§ TAREAS:
**A)** Según el texto sobre el vals y la polca, ¿quién creó la primera letra de vals?
**B)** Explica, con lo que dice el texto sobre el vals y la polca, por qué ninguno de los dos es un baile nacional.
**C)** Enumera todas las personas que se mencionan por su nombre en el texto sobre el vals y la polca.

§ TEXTO PARA LEER:
#####

Efectivamente ni el vals ni la polca son bailes nacionales. El primero es vienes y su origen es del siglo XVIII. Manuel Valls la define como “baile cuyo origen se remonta al siglo XVIII, lento en sus inicios, escrito en compás de ¾” y nos dice que significa “bailar dando vueltas”1. La polca es, según el propio autor, del propio siglo XIX y se origina en Bohemia con un ritmo más rápido y compás de 2/42. Es hacia 1850 que se toca el primer vals vienés en Lima, su primer interprete es el pianista austriaco Herz que ofrecería varios conciertos en el teatrin Variedades ubicado en la calle de Espaderos en el Jirón de la Unión. En ambos casos son piezas musicales sin letra. Sólo cuando los sectores populares se apropian del vals y la polca comienzan a tener letra. La primera letra de vals es creada por un periodista migrante: Abelardo Gamarra, pero quien transforma la melodía en lo que ahora conocemos es un músico popular: Felipe Pinglo.

#####

§ LÍNEAS PROPORCIONADAS:

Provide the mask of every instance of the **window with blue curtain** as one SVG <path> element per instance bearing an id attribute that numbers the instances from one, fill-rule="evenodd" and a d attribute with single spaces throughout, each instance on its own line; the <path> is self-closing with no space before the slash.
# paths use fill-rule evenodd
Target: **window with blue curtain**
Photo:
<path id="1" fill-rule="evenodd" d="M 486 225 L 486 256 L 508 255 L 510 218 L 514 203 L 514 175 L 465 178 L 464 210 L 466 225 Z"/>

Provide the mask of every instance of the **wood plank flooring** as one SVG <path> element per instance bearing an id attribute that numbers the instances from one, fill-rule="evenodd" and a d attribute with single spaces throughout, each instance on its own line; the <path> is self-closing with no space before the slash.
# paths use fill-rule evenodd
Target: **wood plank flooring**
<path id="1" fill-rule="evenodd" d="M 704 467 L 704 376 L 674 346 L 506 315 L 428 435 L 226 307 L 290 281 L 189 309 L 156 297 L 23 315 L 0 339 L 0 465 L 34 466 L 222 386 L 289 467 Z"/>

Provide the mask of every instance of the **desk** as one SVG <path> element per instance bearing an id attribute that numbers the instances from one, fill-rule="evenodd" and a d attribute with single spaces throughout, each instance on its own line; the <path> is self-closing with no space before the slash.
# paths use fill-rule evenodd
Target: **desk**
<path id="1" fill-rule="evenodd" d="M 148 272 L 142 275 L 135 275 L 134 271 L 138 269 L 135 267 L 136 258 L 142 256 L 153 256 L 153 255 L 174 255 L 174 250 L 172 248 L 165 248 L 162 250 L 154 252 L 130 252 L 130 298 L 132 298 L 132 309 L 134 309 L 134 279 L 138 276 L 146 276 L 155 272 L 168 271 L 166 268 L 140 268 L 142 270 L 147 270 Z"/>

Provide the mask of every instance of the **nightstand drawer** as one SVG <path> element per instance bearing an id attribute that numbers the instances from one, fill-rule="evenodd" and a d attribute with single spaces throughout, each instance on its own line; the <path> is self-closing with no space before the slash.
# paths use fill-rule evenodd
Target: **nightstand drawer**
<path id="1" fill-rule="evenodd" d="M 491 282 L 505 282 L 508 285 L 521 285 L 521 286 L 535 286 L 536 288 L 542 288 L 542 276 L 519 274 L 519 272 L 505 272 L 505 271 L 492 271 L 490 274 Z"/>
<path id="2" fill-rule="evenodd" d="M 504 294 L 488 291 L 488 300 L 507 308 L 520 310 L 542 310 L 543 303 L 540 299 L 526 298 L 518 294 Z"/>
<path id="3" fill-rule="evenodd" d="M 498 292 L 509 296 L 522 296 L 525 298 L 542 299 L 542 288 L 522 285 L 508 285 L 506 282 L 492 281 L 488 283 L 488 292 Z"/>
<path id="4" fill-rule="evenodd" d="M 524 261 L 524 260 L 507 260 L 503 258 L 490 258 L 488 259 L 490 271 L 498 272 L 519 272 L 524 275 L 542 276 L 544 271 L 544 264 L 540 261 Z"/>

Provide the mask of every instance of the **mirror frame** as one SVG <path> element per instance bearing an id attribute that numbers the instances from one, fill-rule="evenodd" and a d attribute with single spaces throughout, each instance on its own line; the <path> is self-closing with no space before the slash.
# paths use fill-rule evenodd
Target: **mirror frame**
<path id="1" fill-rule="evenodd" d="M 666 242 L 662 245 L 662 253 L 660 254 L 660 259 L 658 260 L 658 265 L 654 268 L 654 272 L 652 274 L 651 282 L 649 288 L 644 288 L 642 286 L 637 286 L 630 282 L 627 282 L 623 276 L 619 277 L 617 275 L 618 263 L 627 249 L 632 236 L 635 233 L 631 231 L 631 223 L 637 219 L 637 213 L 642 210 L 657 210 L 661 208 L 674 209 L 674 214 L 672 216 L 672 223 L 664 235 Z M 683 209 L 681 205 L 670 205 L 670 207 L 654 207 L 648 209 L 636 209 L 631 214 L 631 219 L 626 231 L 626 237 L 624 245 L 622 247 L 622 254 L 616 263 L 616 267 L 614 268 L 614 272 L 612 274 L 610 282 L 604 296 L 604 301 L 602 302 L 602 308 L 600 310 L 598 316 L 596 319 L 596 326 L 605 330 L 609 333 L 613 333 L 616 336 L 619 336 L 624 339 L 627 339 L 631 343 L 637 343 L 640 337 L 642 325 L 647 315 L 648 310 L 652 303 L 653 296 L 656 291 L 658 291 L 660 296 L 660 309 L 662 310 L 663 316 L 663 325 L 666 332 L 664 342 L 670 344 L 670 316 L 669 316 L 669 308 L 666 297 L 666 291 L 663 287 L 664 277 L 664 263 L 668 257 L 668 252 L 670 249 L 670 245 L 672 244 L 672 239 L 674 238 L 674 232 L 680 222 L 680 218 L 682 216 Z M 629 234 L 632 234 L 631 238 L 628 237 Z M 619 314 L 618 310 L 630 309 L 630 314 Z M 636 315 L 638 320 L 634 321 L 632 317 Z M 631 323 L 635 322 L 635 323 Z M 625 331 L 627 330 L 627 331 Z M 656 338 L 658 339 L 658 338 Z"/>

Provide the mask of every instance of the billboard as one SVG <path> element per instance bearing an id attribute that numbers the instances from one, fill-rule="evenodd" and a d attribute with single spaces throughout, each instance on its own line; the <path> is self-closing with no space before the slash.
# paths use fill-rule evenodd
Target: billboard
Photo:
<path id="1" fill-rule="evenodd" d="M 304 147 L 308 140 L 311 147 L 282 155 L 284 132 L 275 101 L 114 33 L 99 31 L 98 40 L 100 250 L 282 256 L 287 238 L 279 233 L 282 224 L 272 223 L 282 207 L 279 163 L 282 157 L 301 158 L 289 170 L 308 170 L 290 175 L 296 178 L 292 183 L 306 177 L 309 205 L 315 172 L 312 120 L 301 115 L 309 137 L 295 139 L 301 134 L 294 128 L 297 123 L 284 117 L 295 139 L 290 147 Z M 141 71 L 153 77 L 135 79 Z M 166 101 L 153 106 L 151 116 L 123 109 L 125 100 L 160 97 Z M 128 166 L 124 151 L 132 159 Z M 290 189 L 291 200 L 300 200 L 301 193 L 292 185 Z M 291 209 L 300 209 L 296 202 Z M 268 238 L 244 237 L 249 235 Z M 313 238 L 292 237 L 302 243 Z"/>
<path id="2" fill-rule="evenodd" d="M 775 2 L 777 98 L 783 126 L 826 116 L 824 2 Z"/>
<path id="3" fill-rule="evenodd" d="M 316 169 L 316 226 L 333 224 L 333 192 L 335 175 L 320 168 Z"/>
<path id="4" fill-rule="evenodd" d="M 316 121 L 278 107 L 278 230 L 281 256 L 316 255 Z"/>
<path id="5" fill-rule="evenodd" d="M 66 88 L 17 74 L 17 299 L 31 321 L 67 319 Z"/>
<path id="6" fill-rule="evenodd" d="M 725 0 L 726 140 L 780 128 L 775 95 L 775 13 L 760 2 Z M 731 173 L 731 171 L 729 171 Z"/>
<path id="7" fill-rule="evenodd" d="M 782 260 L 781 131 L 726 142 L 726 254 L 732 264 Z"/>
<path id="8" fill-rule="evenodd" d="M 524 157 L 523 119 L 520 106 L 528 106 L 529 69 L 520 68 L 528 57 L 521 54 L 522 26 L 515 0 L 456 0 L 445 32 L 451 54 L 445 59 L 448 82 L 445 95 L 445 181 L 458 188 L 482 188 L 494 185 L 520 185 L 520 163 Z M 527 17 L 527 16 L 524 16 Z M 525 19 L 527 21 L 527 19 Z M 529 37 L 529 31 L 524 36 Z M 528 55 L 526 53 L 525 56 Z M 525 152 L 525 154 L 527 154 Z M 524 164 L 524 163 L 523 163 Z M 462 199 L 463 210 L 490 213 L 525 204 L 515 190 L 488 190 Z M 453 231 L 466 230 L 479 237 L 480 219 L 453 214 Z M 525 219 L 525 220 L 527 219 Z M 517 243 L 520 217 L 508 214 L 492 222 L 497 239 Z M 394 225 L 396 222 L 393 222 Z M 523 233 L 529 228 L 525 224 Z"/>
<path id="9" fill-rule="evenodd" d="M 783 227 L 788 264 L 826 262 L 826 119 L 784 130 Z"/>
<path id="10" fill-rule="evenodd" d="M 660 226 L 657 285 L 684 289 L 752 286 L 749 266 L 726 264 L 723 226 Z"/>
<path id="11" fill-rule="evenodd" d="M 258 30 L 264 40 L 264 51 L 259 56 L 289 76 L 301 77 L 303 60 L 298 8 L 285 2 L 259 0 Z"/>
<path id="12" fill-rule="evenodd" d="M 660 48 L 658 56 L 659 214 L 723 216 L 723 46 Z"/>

#####

§ RESPUESTAS:
**A)** Abelardo Gamarra, un periodista migrante.

**B)** Porque ambos tienen origen extranjero: el vals es vienés y surgió en el siglo XVIII, mientras que la polca se originó en Bohemia en el siglo XIX.

**C)** Manuel Valls, Herz, Abelardo Gamarra y Felipe Pinglo.